--- begin TEXT SHOWN ---

A small shop opened up in Koramangala. It does not have a billboard on MG Road that would cost ₹2,25,000. It does not run Instagram ads, either. Rebecca, its co-founder, says those don’t convert the way people expect them to. What they do instead is make reels, show up at bigger food fests, and instead rely on the act of word of mouth.

It is also, in its own way, a portrait of the bind that small brands find themselves in. The platforms that were supposed to democratise marketing have become unnecessarily expensive. This is the part of the story about creativity and growth that usually goes untold.The creative timidity usually associated with large brands is now showing up in businesses that have barely left the starting line. 

Idea Cellular once made an advertisement that asked an uncomfortable question. In a country where caste governs who sits next to whom, who marries whom, Idea suggested that a mobile number could replace it all. The ad was called What an Idea, Sirji, and it was the kind of thing that made you stop for a second. Which is not what most advertisements are designed to do.

That was in 2009. During 2018, Idea merged with Vodafone India to form Vi. Its advertisements do what advertisements are supposed to do. They have not in the years since, made anyone stop in their tracks. Whether it’s a consequence of the merger or simply having more to lose is a question worth asking.

The question of what happens to a company’s creative instincts as it grows is one that the marketing industry tends to answer with excitement. Maturation, brand discipline and strategic consistency is what they call it.

Samuel has a name for what gets lost. He has spent enough years in brand strategy across companies small enough to be unnoticed and large enough to know better, that he no longer finds the pattern surprising. “The nothing-to-lose attitude almost always declines,” he says. “The better question is whether what replaces it is better, worse, or just different.”

In the initial years of a company, creativity is not a strategy that they go for.

Small brands, and fresh companies all have more to fear from obscurity than they do from embarrassment. They are under no obligation to protect their reputation and have no shareholders that may stop them from trying something new.

--- end TEXT SHOWN ---
--- begin EXTRACTED INFORMATION ---

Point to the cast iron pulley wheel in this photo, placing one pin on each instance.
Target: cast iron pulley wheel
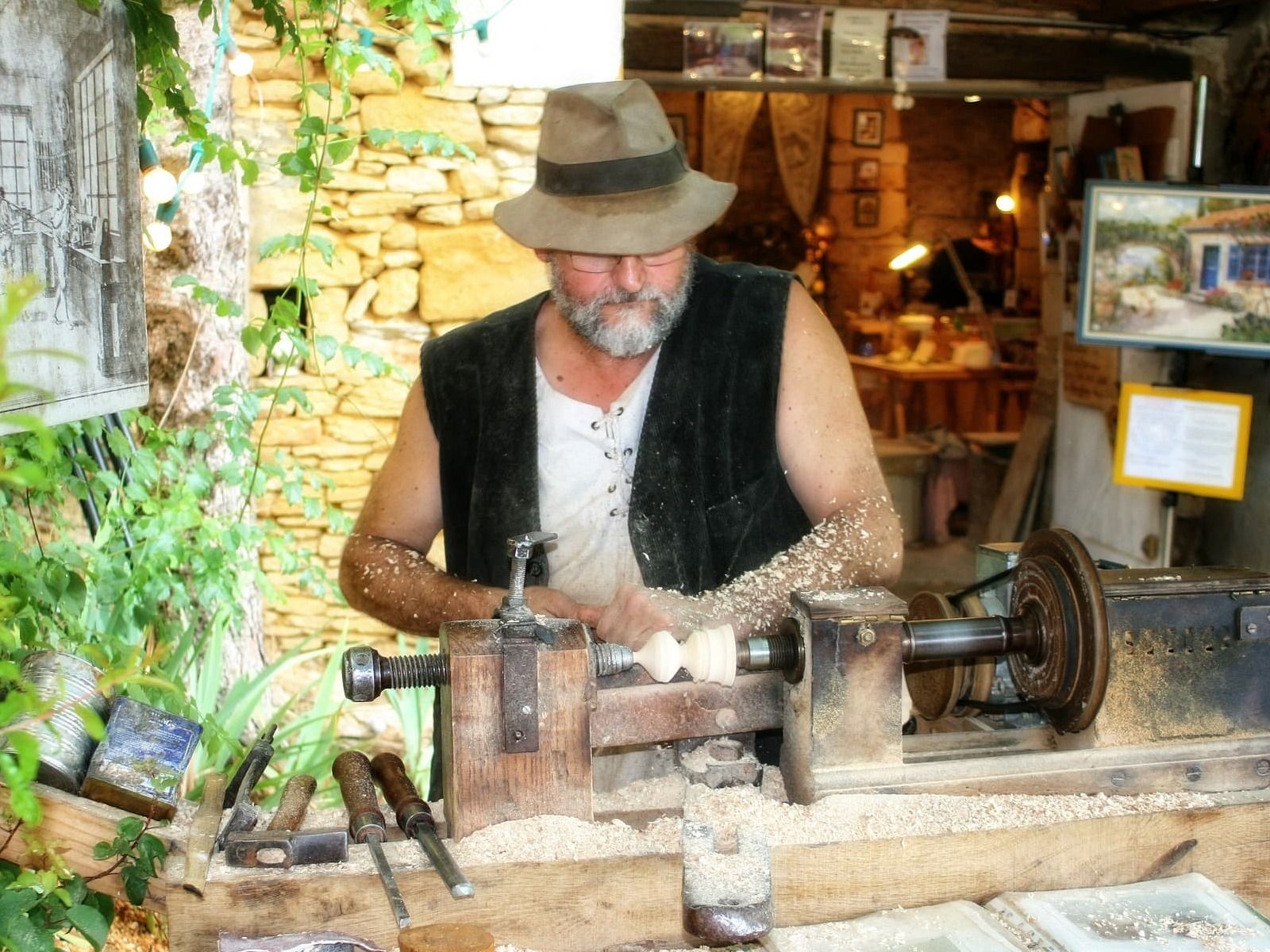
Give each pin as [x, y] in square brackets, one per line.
[1057, 589]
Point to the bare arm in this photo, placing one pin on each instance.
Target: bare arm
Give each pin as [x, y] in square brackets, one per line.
[384, 570]
[826, 447]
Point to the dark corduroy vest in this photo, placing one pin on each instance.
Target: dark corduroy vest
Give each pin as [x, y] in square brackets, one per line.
[710, 499]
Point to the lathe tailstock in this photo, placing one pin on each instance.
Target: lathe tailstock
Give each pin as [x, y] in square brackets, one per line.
[1146, 681]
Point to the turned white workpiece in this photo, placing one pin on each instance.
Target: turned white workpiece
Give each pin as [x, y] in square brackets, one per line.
[709, 654]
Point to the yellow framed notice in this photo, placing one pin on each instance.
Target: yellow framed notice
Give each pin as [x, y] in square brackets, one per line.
[1189, 441]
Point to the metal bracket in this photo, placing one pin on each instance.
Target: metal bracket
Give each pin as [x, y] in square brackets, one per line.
[520, 692]
[1253, 622]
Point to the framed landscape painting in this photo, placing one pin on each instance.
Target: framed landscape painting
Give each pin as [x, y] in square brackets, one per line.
[1176, 267]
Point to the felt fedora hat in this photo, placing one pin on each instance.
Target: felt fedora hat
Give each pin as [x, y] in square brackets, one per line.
[611, 177]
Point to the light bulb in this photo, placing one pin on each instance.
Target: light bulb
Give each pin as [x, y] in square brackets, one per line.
[159, 184]
[910, 255]
[156, 236]
[241, 63]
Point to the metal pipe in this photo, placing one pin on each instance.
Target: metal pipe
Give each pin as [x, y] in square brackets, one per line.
[950, 639]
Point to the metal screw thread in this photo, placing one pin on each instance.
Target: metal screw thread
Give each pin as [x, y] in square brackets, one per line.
[611, 659]
[772, 653]
[516, 587]
[414, 670]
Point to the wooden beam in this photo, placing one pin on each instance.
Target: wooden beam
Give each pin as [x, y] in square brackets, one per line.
[975, 52]
[73, 825]
[592, 904]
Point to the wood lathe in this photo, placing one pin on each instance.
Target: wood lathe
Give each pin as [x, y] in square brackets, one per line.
[1149, 681]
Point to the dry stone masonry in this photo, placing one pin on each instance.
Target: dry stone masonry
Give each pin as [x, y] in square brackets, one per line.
[416, 255]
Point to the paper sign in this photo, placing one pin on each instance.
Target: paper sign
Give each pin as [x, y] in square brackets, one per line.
[1191, 441]
[537, 44]
[920, 56]
[1091, 374]
[857, 44]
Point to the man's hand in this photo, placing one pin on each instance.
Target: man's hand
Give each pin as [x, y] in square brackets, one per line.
[635, 613]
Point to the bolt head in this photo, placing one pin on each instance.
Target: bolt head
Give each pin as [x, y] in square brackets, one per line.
[360, 678]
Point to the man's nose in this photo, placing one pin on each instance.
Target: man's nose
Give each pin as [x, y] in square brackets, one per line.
[629, 273]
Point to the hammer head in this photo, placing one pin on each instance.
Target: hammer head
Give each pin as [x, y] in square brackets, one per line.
[281, 850]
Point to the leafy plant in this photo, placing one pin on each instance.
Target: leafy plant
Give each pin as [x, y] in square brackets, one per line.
[38, 905]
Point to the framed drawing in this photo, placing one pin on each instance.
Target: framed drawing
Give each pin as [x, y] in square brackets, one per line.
[867, 129]
[1176, 267]
[868, 209]
[868, 171]
[69, 198]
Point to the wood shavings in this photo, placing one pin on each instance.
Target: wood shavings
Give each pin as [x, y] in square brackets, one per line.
[546, 838]
[664, 793]
[865, 816]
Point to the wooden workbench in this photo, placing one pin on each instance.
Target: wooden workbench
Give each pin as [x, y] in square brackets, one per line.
[590, 904]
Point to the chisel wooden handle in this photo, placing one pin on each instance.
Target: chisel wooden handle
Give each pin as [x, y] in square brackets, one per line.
[410, 809]
[295, 801]
[352, 771]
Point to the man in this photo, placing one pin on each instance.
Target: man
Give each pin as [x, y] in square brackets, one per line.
[690, 429]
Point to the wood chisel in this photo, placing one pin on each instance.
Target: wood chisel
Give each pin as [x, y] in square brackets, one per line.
[366, 824]
[416, 820]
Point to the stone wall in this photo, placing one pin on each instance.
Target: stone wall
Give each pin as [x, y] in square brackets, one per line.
[416, 255]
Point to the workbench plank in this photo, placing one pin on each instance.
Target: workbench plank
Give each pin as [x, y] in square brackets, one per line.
[588, 904]
[74, 825]
[1229, 844]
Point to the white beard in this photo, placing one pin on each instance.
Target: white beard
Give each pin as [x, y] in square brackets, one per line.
[629, 333]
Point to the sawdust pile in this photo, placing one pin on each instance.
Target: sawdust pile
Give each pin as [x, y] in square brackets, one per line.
[864, 816]
[133, 932]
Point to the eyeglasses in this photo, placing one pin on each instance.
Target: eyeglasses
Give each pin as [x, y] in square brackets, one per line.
[602, 264]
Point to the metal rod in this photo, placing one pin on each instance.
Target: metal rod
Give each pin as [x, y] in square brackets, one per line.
[391, 888]
[460, 886]
[949, 639]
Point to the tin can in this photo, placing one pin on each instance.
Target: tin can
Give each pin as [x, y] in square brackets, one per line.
[65, 746]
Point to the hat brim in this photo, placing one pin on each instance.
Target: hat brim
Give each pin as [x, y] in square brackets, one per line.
[625, 224]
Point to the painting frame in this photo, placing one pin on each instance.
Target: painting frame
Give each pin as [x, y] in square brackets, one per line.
[867, 175]
[1176, 267]
[69, 200]
[868, 127]
[867, 209]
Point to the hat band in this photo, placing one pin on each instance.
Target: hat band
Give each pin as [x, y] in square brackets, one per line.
[614, 175]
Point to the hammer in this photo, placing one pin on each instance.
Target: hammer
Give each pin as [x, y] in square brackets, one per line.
[283, 846]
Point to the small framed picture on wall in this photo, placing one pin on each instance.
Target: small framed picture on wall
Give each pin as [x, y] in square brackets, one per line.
[868, 171]
[868, 211]
[867, 129]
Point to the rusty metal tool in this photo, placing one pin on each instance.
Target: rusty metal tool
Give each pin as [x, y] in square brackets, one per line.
[202, 835]
[283, 844]
[727, 898]
[416, 820]
[366, 824]
[245, 814]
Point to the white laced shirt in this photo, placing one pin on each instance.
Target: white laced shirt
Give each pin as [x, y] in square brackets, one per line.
[586, 471]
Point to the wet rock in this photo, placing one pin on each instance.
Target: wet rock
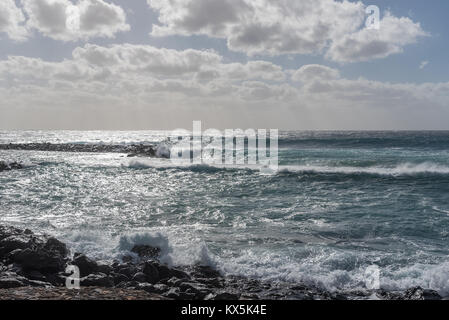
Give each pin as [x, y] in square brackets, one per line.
[86, 265]
[118, 278]
[146, 252]
[4, 166]
[226, 296]
[10, 280]
[97, 280]
[160, 288]
[151, 272]
[141, 150]
[140, 277]
[147, 287]
[419, 293]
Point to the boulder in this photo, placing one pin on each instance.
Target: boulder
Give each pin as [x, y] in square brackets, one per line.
[86, 265]
[146, 252]
[97, 280]
[151, 272]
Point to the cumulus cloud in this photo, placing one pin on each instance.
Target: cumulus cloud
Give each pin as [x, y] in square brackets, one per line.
[287, 27]
[119, 81]
[315, 72]
[66, 21]
[423, 64]
[12, 20]
[367, 44]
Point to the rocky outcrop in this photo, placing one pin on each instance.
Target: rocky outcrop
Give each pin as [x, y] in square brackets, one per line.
[39, 261]
[134, 150]
[4, 166]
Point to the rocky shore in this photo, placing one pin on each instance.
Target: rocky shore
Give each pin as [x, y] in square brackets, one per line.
[34, 266]
[5, 166]
[134, 150]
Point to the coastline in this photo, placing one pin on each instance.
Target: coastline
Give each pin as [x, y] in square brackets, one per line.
[33, 267]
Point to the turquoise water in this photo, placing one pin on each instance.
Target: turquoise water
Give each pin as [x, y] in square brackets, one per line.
[341, 202]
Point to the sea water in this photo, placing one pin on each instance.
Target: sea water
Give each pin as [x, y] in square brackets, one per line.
[340, 203]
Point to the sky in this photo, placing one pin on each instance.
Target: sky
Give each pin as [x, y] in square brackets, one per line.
[286, 64]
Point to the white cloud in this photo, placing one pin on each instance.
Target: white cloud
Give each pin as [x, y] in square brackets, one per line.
[287, 27]
[423, 64]
[63, 20]
[367, 44]
[315, 72]
[12, 20]
[129, 83]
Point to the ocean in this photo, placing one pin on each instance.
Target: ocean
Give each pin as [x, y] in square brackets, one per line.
[341, 203]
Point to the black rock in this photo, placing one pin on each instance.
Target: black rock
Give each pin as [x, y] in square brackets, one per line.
[10, 280]
[226, 296]
[151, 272]
[146, 252]
[4, 166]
[86, 265]
[419, 293]
[139, 277]
[97, 280]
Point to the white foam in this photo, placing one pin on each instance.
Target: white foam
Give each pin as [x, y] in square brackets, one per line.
[402, 169]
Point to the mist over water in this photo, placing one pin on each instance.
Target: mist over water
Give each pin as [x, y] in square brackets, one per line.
[341, 202]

--- end EXTRACTED INFORMATION ---

* WHAT IS REQUIRED *
Extend the article on how brands lose their creative daring as they grow, picking up after its last sentence. You won't need the records for this.

* THE OUTPUT *
In 2009, Vodafone deployed a series of characters who stumbled through day-to-day situations. But, during the IPL season that year, Vodafone aired almost 30 TV commercials. Each one of them told a story that ended with a service. Cricket updates, caller tunes, data etc. As time passed, people began waiting for them to air. They became one of the most popular searches, which is quite an achievement for a fictional white creature that promotes voicemail. In the subsequent quarter, Vodafone’s subscribers increased approximately 3.8 per cent.

Samuel describes the death of such advertising as the “safety of blandness”. After an idea is created, the process of it moving vertically through the chain of higher up makes it much more universal and safer.

Shruti Bhatt has spent her career as founder and chief copywriter of Linkingwordz, senior Gujarati reviewer at Magnon eg+, and linguist at PhonePe. That background, straddling creative work and the mechanics of how brands communicate, gives her a vantage point on where the two come apart. 

Another more subtle trap that brands often fall into is one because of success, according to Shruti Bhatt. A. She refers to it as the ‘Hilltop Problem.’ This is in reference to Coca-Cola’s 1971 campaign, I’d Like to Buy the World a Coke. 

Shot on a hilltop with an international choir with the message about the world and harmony. As per Shruti Bhatt, there is constant effort to make something which would either be more popular or similar to the first one. Somewhere along the lines, they stop making anything new. Such irony is rich: the campaign that proved what a brand can do is now the thing which stops it from doing anything else. 

Creative-forward brands understand the importance of working under healthy conditions to produce better results. Although this seems easy, it is very difficult to do so in practice. As Shruti Bhatt observes, this creates a situation where we insulate the marketing team from the layers of legal and financial approval until the idea is fully developed. 

“The brands I’ve seen hold onto their edge,” Samuel says, “are the ones that still have someone in the room willing to say, this idea is strange, and we’re doing it anyway.”

They also ignore the brand handbook, which is the kind of document that lists approved typefaces and color palettes. Shruti Bhatt differentiates between two types of marketing which are often mistaken. Performance marketing and brand marketing. 

Performance and brand marketing run on different logics. Performance marketing can be measured. It provides almost immediate results and it is scalable. You spend a rupee and track what it returns. It gives an advantage to optimization. The longer you do it, the better the data; the better the data, the more formulaic the approach. 

Brand Marketing is different. The returns from it are long-term and harder to pin down. By definition, it is almost an investment in cultural presence.”Performance marketing gets more formulaic and data-driven as you grow,” she says. “That’s fine and efficient. Brand marketing is where they invest in creativity to maintain their cultural relevance.” The mistake large brands make, Shruti Bhatt suggests, is allowing the logic of performance to colonise brands.

A 2023 study by the IPA found that emotionally led brand campaigns delivered twice the long-term profit growth of rational, product-led ones. The brands that understood this the earliest were rarely the biggest ones in the room.

So can growth kill the creative edge?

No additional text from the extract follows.